• Exercise prompt
Each line below needs to be restated word for word.

Dataset entries
--------------------------------

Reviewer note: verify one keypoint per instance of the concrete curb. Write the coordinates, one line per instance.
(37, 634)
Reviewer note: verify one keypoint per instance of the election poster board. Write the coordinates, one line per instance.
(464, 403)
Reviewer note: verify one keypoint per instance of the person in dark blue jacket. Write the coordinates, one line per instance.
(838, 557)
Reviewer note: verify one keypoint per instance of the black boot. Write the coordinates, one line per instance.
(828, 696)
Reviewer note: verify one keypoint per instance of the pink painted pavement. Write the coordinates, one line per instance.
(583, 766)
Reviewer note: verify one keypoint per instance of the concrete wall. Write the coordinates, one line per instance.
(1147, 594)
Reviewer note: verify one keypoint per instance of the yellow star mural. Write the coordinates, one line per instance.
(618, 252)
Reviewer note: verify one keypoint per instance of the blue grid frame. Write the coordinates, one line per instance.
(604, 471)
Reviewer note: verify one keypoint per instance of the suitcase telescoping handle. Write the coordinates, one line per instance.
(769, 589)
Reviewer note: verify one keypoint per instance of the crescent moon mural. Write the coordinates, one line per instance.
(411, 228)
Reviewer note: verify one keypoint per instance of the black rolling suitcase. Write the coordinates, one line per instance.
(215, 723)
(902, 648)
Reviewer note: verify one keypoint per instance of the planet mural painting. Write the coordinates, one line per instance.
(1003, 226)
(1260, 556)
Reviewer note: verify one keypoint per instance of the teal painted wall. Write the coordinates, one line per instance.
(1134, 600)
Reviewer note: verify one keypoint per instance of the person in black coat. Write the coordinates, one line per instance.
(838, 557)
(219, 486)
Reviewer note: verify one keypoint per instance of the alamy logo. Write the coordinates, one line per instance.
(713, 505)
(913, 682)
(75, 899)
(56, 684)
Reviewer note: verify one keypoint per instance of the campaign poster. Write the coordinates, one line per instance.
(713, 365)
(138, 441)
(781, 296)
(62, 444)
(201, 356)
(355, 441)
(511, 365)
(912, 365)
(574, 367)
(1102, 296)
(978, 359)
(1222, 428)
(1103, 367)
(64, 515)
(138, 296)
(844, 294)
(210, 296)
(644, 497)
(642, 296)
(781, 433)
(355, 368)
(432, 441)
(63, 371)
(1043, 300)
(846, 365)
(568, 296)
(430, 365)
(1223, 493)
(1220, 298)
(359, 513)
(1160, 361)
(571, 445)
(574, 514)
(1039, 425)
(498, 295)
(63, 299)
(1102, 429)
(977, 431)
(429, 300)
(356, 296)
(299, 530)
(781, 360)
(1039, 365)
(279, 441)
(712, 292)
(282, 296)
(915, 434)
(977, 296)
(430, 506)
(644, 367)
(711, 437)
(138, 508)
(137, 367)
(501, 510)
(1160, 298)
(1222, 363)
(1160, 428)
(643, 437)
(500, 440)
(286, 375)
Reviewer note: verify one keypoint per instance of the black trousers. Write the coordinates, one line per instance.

--------------------------------

• Expected output
Reviewer note: verify one keypoint per instance of the concrete curb. Write the coordinates, one line per instance.
(37, 634)
Reviewer note: verify one keypoint per instance of the election poster board. Write the coordinates, one line per instance.
(464, 403)
Reviewer note: verify one keypoint per instance of the person in dark blue jacket. Write the coordinates, one line per instance.
(838, 557)
Reviewer note: verify one keypoint per instance of the black boot. Write the coordinates, one line per instance.
(828, 696)
Reviewer note: verify one keypoint per instance of the pink painted pavement. Write the coordinates, one line per instance.
(583, 766)
Reviewer note: verify one keypoint per instance of the concrete wall. Write the coordinates, one line per instance.
(1147, 594)
Reviewer note: verify one keypoint per instance of the yellow star mural. Write the coordinates, one line per instance.
(618, 252)
Reviewer note: verify one keypoint per instance of the blue grid frame. Write the coordinates, one line per instance.
(604, 471)
Reviewer note: verify one keypoint per instance of the suitcase telescoping handle. Write the coordinates, one line per instance.
(769, 589)
Reviewer note: verify one keypoint per instance of the crescent moon mural. Write the coordinates, one line per instance.
(411, 228)
Reviewer note: verify one keypoint per instance of the black rolling suitcase. Write the coordinates, one line per instance.
(215, 723)
(902, 648)
Reviewer note: verify one keypoint per instance of the planet mural painting. Write the coordinates, one line per instance.
(1003, 226)
(1260, 556)
Reviewer note: verify one keypoint per instance of the teal painted wall. Write the coordinates, one line per instance.
(1134, 600)
Reviewer note: verify one keypoint per instance of the person in black coat. Write the coordinates, one line per instance.
(838, 557)
(219, 486)
Reviewer note: verify one keypoint per instance of the alamy logo. Write the coordinates, one line per instance.
(713, 505)
(913, 682)
(75, 899)
(56, 684)
Reviewer note: verify one keypoint per instance of the campaign poster. Write the coordinates, one line per instance.
(713, 365)
(138, 441)
(781, 296)
(62, 444)
(201, 356)
(355, 441)
(511, 365)
(912, 365)
(574, 367)
(1102, 296)
(978, 359)
(1222, 428)
(1103, 367)
(64, 515)
(138, 296)
(844, 294)
(210, 296)
(644, 497)
(642, 296)
(781, 433)
(355, 368)
(432, 441)
(63, 371)
(1043, 300)
(846, 365)
(568, 296)
(430, 365)
(1223, 493)
(1220, 298)
(359, 513)
(1160, 361)
(571, 445)
(574, 514)
(1039, 425)
(498, 295)
(63, 299)
(1102, 429)
(977, 431)
(429, 300)
(356, 296)
(299, 530)
(781, 360)
(1039, 365)
(279, 441)
(712, 292)
(282, 296)
(915, 434)
(977, 296)
(430, 506)
(644, 367)
(711, 437)
(138, 508)
(137, 367)
(501, 510)
(1160, 298)
(1222, 363)
(1160, 428)
(643, 437)
(500, 440)
(286, 375)
Reviewer note: verify one keypoint per instance of the black trousers. Write the coordinates, one line per instance.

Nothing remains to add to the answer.